### [EXERCISE MATERIAL]
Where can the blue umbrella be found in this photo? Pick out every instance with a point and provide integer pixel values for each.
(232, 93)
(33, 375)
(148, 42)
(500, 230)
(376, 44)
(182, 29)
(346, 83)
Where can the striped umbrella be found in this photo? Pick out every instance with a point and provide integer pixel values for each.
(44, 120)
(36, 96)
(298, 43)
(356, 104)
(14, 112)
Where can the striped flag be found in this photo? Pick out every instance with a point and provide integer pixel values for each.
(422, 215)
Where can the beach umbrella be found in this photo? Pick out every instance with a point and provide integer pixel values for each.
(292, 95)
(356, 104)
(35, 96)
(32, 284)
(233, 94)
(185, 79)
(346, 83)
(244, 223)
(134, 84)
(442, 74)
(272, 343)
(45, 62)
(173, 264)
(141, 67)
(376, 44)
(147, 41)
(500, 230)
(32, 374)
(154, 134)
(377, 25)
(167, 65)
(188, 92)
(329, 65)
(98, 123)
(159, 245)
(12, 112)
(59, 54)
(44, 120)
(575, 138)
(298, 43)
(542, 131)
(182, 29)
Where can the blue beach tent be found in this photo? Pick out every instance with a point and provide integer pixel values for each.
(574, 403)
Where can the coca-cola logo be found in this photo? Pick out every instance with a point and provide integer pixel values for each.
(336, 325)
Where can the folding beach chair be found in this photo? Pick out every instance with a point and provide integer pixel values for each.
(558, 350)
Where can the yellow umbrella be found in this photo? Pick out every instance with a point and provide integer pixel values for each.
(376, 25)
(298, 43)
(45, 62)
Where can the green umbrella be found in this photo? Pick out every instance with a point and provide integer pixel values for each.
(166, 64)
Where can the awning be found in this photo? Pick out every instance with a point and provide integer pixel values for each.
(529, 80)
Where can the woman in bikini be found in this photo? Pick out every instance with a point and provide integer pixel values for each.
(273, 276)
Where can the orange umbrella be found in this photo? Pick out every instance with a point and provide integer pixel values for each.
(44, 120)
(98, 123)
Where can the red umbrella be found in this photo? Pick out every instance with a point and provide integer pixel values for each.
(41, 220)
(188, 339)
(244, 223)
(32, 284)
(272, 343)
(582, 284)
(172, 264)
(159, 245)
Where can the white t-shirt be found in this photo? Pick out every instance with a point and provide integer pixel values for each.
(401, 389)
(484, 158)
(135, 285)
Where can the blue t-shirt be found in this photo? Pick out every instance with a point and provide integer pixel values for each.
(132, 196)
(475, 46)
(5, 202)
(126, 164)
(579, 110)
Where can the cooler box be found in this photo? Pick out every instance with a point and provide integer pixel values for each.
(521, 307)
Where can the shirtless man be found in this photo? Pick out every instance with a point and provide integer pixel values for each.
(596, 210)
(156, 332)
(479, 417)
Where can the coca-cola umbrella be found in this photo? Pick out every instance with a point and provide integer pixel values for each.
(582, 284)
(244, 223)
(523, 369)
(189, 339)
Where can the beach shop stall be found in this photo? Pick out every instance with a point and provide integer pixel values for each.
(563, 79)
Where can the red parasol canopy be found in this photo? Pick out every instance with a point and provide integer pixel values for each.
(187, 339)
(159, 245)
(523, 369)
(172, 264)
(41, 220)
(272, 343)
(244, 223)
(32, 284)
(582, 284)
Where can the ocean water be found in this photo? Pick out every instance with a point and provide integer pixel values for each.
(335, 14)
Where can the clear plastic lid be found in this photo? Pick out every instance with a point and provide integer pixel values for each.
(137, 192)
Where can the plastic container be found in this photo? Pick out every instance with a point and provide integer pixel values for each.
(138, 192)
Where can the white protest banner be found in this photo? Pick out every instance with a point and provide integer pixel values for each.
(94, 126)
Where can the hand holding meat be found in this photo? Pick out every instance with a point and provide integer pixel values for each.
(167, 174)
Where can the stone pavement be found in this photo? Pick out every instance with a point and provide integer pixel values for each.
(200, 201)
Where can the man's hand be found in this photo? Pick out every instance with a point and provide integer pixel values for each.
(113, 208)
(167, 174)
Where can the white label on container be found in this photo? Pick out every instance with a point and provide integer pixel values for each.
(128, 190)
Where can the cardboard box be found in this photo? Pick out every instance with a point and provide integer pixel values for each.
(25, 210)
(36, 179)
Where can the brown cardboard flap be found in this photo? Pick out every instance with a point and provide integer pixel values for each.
==
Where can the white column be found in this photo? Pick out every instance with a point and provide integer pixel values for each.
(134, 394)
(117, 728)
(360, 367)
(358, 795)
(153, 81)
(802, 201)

### [BRIEF]
Look above for the line with "Where can the plastic" and the line with "Where can the brown", and reproduce exactly those two lines plus every line between, nothing more.

### [ANSWER TO THE EXERCISE]
Where can the plastic container be found in this photo? Pick out every instance with a point and provide integer pixel values for each.
(138, 192)
Where can the white protest banner be found in this photo? Pick out every instance with a point and provide integer pixel values for each.
(94, 126)
Where can the hand holding meat be found in this photo? Pick out every instance with a point and provide integer pixel values for each.
(167, 174)
Where can the stone pavement be found in this photo? Pick out every instance with a point and provide integer pixel values for each.
(200, 201)
Where can the man's hand be found in this photo? Pick out every instance with a point and provide integer pixel values for each.
(113, 208)
(167, 174)
Where can the white label on container be found in this photo? Pick out every instance with a point and provide integer pixel values for each.
(128, 190)
Where can the cardboard box be found in this photo? Pick out every instance with a point and provide integer pixel values for each.
(25, 210)
(36, 179)
Where can the brown cardboard flap be found in this photo? Pick out every instance with a point and provide integer pixel values for each.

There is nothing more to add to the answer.